Problems to work on ▸
1. Decide whether each statement below agrees with the passage about pianist Satoko Fujii, answering yes or no and quoting the deciding words. (a) Fujii's recording career began in 1996 with a two-piano effort with Paul Bley. (b) At the Goshen concert, the Tokyo Trio played several pieces from Dream a Dream. (c) The trio has been together for ten years.
2. Print the stretch of the passage about pianist Satoko Fujii from "Although she is" through "critics and audiences.".
3. Proceed with the passage about pianist Satoko Fujii, writing on from where it stops.

Text shown ▸

----

Although she is humble, soft spoken and stands barely over 5 feet, it’s easy to be impressed with pianist Satoko Fujii. Over her recording career, which began in 1996 with a two-piano effort with Paul Bley, she has produced over 100 recordings  as a leader. She regularly crisscrosses oceans, performing constantly  in Japan, Europe and North America where her fiercely creative work in settings from solo to big band has been uniformly celebrated by critics and audiences.

 

On March 31, Fujii made quite the impression on 55 listeners at the Institute For the Musical Arts in Goshen, MA, as she led her Tokyo Trio in an engrossing recital of brand new originals. This concert, part of the Trio’s first North American tour, included stops in Minneapolis, Chicago, Boston, New York, Montreal, Ottawa, Toronto and Vancouver. The band, featuring Takashi Sugawa on bass and Ittetsu Takemura on drums, has been together for seven years and has three recordings to date, including Dream a Dream, which came out last week. But rather than highlighting music from the new disc, (they played only one piece, “Aruku”), Fujii chose to concentrate on even newer music they’ll record next week in New York. Such is life for the forward thinking, boundlessly energetic 66 year old pianist.

----

Provided material ▸
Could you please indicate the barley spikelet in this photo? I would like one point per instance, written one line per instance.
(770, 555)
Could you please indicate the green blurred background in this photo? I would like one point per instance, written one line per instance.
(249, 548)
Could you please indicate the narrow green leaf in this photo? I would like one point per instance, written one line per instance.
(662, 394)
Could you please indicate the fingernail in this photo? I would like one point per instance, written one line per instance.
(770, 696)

----

Outputs ▸
1.
(a) Yes: "which began in 1996 with a two-piano effort with Paul Bley"
(b) No: "(they played only one piece, “Aruku”)"
(c) No: "has been together for seven years"

2.
Although she is humble, soft spoken and stands barely over 5 feet, it’s easy to be impressed with pianist Satoko Fujii. Over her recording career, which began in 1996 with a two-piano effort with Paul Bley, she has produced over 100 recordings  as a leader. She regularly crisscrosses oceans, performing constantly  in Japan, Europe and North America where her fiercely creative work in settings from solo to big band has been uniformly celebrated by critics and audiences.

3.
 

Monday’s concert covered considerable territory, all of it rugged, untamed and breath taking. Delicate moments of calm repose, eerie sounds from inside the piano, and volcanic eruptions of cacophonous energy filled the barn (and those of us in it), with a sense of wonder at the Trio’s virtuosity and spirit of collaboration.

 

Sections of compositional material featured expectation-defying, pointillistic tutti bursts that crackled and popped.  We moved to the edge of our seats wondering if they could keep the angles together. They nailed endings with the precision of an Olympic gymnast. Other times the threesome floated in a loose configuration that begged the question: written or improvised? They tossed around the spotlight, allowing everybody ample time for unaccompanied soloing. Most of the evening was spent with the musicians in deep, improvised conversation, providing accents, color and commentary. Their confidence in themselves and each other meant we could sit back and marvel at their ease of execution, which translated into what every band aspires to: a true simpatico.

 

Sugawa and Takemura are more than a generation younger than Fujii. They were clearly thrilled to be sharing the bandstand with her. But she told us how lucky she felt to be playing with them. They are in demand sidemen in Japan.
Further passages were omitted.